ONIE / NOS Interface Commands

These tests exercise the interfaces between the NOS and ONIE. See NOS interfaces for more on these interfaces.

Use the previously described demo NOS commands to exercise the ONIE-NOS interface.

Install / Re-Provision

From the demo NOS prompt, verify the install command works correctly. See the demo NOS install command for more about this command.

After issuing this command, you should verify the following happens:

  1. The machine reboots.
  2. After the reboot, ONIE starts in ONIE installer mode.

Rescue Mode

From the demo NOS prompt, verify the rescue command works correctly. See the demo NOS rescue command for more about this command.

After issuing this command, you should verify the following happens:

  1. The machine reboots.
  2. After the reboot, ONIE starts in ONIE rescue mode.

Uninstall

From the demo NOS prompt, verify the uninstall command works correctly. See the demo NOS uninstall command for more about this command.

After issuing this command you should verify the following happens:

  1. The machine reboots.
  2. After the reboot, ONIE starts in ONIE uninstall mode.
  3. The mass storage device(s) are erased.
  4. After uninstalling, the machine reboots again.
  5. The machine detects a corrupt U-Boot environment and writes a new default environment.
  6. The machine boots into ONIE installer mode.

§ **Data provided**:
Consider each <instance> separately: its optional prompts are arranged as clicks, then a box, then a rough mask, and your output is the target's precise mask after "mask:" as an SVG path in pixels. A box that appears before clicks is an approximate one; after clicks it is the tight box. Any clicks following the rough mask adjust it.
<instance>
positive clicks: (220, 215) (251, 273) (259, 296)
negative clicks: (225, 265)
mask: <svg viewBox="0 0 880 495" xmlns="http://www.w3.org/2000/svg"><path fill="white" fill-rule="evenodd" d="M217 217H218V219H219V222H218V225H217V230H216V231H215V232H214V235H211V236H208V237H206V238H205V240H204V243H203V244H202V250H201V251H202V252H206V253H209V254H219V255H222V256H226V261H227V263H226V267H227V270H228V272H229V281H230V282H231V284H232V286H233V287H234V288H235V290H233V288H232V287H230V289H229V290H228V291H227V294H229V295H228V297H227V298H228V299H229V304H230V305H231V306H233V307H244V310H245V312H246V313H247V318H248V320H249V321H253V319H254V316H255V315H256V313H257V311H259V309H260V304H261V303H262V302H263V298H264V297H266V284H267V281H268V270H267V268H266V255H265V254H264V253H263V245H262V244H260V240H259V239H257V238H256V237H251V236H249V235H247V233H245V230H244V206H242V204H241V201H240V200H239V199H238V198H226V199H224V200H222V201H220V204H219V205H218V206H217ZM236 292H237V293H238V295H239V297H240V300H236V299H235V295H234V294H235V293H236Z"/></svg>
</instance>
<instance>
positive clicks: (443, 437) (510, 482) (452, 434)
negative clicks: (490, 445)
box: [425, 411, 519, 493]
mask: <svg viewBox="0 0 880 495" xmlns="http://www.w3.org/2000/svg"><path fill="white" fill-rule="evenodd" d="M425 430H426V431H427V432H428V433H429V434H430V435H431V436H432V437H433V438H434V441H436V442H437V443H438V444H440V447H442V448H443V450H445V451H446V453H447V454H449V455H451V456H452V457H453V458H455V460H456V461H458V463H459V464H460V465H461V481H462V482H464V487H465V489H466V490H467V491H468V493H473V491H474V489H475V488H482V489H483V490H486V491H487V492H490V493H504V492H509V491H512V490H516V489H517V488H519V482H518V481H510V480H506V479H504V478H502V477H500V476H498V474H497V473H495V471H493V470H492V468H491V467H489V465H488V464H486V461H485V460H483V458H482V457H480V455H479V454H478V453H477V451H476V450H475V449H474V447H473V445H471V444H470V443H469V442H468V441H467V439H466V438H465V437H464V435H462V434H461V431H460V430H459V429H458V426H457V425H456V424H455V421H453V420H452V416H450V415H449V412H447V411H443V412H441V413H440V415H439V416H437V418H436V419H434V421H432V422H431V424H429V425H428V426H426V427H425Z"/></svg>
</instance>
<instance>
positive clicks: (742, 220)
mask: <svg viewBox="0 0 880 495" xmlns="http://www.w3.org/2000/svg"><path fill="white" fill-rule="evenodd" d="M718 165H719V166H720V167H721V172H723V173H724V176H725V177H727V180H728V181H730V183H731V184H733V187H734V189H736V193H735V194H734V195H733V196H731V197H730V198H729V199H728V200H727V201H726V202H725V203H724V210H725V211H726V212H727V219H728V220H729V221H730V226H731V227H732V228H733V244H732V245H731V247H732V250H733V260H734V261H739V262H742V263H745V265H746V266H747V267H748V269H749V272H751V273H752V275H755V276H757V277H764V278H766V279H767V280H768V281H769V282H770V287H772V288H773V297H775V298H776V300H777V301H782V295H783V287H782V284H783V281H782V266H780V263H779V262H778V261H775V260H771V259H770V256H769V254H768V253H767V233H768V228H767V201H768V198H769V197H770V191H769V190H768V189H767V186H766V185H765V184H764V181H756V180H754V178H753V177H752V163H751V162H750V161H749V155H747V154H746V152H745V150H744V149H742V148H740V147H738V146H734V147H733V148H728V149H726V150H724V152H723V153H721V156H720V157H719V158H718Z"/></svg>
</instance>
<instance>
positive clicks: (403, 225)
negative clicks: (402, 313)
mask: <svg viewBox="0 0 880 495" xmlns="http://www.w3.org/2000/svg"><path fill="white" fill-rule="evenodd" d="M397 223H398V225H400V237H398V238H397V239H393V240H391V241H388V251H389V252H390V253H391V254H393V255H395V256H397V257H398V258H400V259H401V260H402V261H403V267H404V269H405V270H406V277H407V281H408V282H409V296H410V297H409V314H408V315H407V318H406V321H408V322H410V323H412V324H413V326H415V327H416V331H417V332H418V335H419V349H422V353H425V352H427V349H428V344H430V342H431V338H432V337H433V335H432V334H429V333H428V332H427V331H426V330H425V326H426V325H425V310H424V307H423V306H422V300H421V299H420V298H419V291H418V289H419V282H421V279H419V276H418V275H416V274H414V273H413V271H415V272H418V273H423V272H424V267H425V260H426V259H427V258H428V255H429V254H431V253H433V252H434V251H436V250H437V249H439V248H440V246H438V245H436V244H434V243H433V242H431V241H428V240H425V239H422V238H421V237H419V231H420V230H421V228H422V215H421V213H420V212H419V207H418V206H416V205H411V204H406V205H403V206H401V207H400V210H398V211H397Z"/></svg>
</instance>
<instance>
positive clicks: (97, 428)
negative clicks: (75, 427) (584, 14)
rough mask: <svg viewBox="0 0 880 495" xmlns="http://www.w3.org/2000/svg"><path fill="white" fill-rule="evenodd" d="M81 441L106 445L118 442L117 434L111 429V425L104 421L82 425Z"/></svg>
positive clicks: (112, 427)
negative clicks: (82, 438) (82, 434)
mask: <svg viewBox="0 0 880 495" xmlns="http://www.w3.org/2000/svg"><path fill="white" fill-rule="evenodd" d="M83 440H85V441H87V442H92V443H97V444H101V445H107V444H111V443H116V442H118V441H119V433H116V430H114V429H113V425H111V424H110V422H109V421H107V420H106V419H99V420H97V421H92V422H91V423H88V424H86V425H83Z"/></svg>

§ **Task prompt**: Write out the part of the ONIE-NOS interface commands text from "ONIE / NOS Interface" up to and including "in ONIE installer mode.".

§ **Solution to this exercise**:
ONIE / NOS Interface Commands

These tests exercise the interfaces between the NOS and ONIE. See NOS interfaces for more on these interfaces.

Use the previously described demo NOS commands to exercise the ONIE-NOS interface.

Install / Re-Provision

From the demo NOS prompt, verify the install command works correctly. See the demo NOS install command for more about this command.

After issuing this command, you should verify the following happens:

  1. The machine reboots.
  2. After the reboot, ONIE starts in ONIE installer mode.